• [Task requirements] Quote verbatim the lines of the items below, starting at the line that contains "Highlight the ceramic" and stopping after the line that contains "left=634, top=300, right=852, bottom=513".
++++ Records
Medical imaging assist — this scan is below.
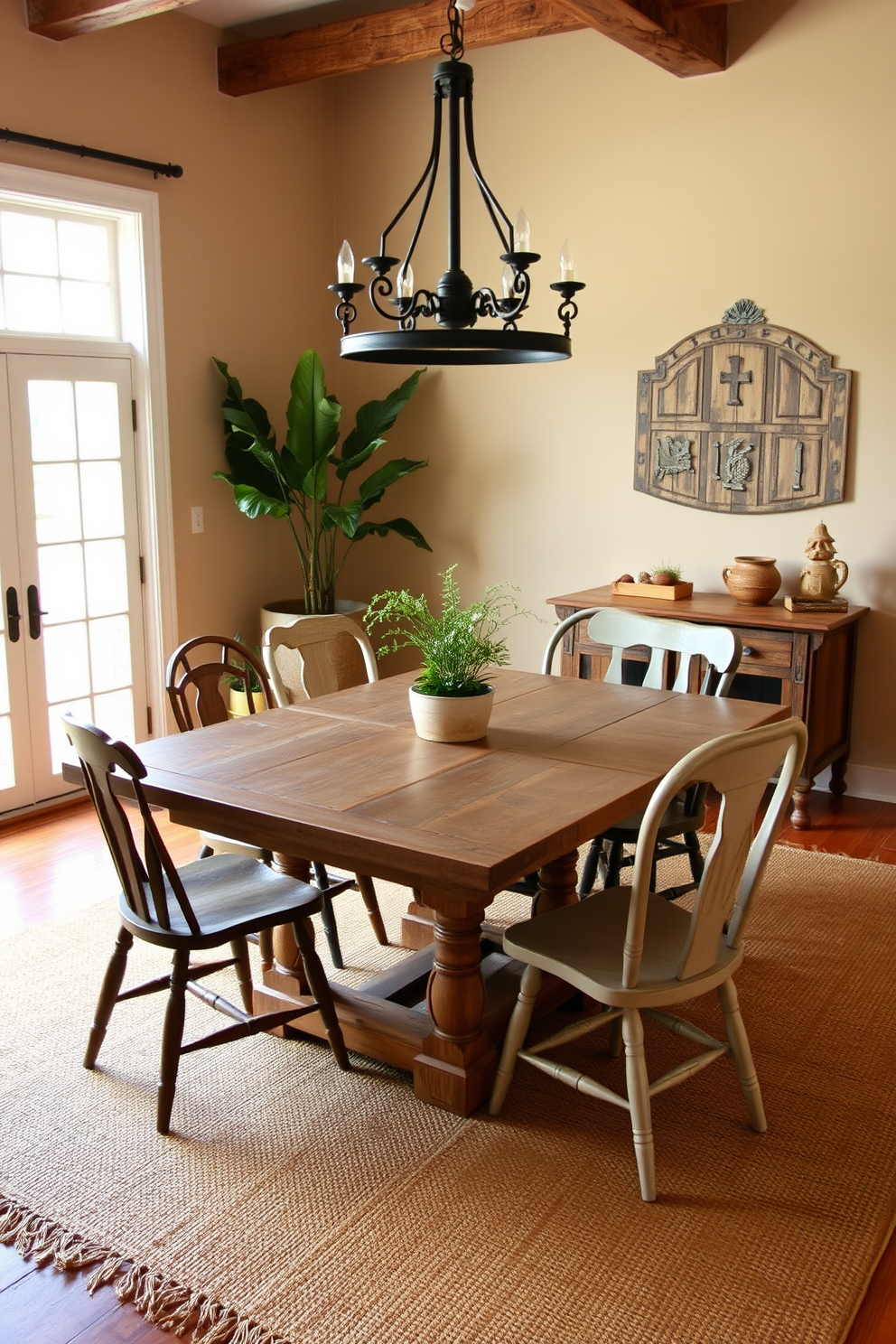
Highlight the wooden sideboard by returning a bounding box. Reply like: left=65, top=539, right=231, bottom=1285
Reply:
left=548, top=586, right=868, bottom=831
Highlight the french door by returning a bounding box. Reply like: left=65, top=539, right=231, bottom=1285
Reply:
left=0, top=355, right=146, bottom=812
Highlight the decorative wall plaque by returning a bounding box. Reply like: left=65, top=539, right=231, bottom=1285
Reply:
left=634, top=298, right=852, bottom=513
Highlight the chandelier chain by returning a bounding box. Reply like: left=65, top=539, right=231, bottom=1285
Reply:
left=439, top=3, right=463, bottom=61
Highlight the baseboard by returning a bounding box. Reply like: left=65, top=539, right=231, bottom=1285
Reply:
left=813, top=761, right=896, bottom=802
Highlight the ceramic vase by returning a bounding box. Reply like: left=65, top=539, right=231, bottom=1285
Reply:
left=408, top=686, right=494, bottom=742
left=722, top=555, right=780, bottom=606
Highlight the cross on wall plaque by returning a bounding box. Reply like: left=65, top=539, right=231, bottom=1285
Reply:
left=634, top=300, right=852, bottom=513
++++++++
++++ Records
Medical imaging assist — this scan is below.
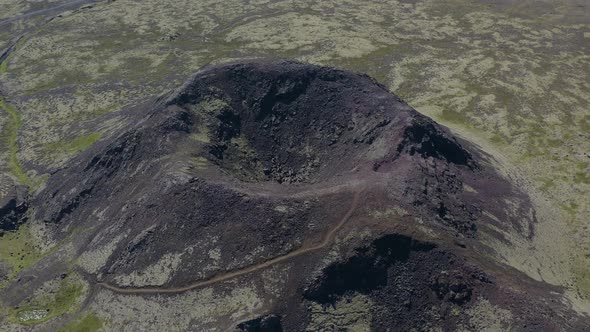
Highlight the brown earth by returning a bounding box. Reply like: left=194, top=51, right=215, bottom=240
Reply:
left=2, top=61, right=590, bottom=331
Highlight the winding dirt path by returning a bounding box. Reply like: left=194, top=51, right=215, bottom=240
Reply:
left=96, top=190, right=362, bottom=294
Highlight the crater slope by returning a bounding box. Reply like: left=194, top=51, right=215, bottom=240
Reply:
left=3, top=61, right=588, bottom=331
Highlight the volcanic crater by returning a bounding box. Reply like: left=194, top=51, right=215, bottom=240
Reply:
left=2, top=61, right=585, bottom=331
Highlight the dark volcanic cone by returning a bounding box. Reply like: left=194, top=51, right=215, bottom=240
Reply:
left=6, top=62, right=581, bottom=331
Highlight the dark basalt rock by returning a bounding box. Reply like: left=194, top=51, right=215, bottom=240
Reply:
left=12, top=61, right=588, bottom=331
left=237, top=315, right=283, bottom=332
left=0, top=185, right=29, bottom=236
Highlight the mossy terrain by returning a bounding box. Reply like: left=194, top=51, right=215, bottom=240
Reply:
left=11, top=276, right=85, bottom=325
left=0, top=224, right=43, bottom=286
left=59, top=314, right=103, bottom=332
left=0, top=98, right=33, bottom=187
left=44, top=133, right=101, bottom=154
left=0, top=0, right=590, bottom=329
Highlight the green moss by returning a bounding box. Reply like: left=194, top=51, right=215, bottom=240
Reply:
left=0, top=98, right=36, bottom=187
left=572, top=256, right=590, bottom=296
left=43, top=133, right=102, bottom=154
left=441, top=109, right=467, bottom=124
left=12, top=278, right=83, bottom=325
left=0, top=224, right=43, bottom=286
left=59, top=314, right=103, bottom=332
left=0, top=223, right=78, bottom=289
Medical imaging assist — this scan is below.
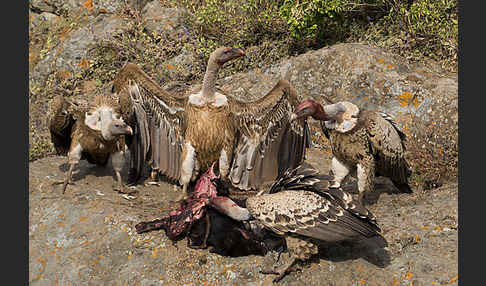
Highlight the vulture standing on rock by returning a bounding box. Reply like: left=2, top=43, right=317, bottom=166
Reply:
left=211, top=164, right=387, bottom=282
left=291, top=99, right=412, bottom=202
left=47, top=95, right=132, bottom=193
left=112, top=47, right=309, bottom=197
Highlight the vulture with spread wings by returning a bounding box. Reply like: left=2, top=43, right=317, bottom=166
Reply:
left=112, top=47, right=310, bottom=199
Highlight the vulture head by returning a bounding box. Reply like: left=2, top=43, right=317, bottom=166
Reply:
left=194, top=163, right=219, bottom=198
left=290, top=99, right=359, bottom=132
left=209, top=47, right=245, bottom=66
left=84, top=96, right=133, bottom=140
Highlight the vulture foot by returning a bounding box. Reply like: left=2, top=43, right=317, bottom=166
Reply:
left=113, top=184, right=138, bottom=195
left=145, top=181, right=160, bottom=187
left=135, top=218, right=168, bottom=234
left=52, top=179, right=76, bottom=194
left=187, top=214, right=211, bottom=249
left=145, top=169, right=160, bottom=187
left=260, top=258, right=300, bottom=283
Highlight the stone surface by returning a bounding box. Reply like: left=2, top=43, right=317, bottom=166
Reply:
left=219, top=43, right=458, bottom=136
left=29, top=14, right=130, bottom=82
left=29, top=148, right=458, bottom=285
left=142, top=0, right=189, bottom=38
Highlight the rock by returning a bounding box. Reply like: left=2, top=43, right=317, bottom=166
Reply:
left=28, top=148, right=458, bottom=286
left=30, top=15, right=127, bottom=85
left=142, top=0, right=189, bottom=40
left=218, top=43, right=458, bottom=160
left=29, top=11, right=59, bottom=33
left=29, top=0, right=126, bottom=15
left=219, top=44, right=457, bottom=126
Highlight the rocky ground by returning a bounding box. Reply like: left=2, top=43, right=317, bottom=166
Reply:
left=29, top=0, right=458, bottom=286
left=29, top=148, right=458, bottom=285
++++++++
++++ Records
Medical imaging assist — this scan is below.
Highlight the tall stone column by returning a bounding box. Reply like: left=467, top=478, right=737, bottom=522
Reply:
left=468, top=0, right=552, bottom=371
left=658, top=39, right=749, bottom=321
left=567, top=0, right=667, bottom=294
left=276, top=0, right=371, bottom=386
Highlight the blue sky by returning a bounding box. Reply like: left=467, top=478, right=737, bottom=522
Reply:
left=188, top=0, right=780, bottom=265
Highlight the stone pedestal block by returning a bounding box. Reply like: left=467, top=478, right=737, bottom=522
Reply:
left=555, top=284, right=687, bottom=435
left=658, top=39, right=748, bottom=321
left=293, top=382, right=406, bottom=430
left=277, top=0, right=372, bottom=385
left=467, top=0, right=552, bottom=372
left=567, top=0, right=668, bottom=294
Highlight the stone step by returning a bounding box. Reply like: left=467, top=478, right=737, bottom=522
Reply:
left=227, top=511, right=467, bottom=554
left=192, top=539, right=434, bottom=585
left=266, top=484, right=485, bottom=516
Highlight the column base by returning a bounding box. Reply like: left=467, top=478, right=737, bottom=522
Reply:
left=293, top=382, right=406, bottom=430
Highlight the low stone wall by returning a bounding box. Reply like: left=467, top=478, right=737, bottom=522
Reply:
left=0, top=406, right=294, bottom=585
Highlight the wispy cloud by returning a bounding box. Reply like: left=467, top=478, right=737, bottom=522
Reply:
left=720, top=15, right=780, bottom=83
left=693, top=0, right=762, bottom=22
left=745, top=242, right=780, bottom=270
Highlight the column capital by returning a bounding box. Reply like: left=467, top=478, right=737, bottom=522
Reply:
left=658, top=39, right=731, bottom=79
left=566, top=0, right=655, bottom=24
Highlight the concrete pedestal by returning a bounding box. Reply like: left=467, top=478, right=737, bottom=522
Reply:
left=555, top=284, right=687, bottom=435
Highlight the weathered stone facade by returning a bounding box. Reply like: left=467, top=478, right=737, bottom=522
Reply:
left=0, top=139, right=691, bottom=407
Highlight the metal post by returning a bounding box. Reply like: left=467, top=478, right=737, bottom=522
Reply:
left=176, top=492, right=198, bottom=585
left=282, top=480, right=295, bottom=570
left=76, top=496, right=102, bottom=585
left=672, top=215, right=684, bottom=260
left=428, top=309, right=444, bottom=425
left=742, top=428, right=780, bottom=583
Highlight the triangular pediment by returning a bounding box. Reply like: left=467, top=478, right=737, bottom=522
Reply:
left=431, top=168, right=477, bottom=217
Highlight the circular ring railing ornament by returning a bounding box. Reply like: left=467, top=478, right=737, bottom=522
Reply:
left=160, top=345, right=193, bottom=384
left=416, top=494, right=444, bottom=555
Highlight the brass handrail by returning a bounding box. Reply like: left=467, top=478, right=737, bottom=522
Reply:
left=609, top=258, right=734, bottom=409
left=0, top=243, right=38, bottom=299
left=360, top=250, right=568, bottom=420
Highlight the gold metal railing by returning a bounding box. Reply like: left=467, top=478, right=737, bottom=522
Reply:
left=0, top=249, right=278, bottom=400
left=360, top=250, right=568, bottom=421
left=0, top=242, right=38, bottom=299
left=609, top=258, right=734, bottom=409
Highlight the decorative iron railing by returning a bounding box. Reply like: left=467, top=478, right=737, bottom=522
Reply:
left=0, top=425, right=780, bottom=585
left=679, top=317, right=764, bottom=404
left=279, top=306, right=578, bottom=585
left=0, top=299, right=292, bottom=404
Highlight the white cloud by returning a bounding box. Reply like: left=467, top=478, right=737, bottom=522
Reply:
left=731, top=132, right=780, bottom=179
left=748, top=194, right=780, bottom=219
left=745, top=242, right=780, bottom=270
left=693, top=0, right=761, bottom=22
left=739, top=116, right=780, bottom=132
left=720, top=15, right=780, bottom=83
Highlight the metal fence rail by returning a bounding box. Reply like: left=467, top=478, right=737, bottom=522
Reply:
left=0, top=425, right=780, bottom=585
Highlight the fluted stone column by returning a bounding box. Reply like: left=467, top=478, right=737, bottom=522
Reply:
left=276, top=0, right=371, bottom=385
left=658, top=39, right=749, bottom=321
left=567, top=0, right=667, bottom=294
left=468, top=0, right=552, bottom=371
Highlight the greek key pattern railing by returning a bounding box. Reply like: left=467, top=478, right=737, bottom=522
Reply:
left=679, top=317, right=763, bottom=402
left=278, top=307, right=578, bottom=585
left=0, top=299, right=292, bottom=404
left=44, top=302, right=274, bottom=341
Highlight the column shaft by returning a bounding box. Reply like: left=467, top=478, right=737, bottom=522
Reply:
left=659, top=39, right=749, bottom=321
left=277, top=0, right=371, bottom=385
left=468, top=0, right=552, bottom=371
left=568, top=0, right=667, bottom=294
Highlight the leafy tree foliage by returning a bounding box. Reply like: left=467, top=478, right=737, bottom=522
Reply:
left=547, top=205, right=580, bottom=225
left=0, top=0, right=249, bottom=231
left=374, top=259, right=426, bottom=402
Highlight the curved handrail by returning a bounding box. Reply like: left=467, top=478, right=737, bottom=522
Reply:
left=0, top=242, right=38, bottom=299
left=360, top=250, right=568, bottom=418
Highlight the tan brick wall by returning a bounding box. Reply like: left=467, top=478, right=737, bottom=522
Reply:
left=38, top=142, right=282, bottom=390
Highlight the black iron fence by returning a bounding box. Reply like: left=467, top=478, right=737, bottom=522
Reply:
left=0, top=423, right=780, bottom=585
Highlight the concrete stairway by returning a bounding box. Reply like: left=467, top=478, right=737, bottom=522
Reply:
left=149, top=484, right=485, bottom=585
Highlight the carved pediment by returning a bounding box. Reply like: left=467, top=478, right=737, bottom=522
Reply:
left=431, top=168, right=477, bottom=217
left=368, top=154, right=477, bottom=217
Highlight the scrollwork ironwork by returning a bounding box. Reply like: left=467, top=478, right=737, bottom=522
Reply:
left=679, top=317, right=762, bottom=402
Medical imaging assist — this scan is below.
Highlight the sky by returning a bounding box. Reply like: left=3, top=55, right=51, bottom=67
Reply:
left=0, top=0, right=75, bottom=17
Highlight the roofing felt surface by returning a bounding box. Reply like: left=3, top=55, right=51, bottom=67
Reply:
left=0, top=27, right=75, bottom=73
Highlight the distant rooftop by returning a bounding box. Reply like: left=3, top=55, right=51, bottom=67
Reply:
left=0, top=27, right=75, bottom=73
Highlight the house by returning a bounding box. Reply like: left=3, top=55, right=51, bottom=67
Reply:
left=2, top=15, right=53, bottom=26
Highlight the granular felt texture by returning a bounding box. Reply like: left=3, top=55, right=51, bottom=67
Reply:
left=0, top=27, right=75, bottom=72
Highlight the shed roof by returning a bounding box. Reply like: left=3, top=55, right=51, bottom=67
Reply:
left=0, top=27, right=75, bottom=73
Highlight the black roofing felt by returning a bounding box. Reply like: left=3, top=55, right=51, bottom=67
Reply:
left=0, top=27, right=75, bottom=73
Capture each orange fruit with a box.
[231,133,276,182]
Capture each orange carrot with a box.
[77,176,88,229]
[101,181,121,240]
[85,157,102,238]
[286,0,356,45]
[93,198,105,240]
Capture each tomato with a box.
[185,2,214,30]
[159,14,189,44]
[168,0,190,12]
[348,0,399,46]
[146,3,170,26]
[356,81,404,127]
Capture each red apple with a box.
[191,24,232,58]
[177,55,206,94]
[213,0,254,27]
++++++++
• [Task response]
Highlight the ceramic vase by returning a bounding box. Reply like: left=65, top=539, right=231, bottom=1285
Reply:
left=408, top=686, right=494, bottom=742
left=722, top=555, right=780, bottom=606
Highlight the cross on wall plaque by returning a bounding box. Reply like: left=65, top=539, right=231, bottom=1285
Reply:
left=634, top=300, right=852, bottom=513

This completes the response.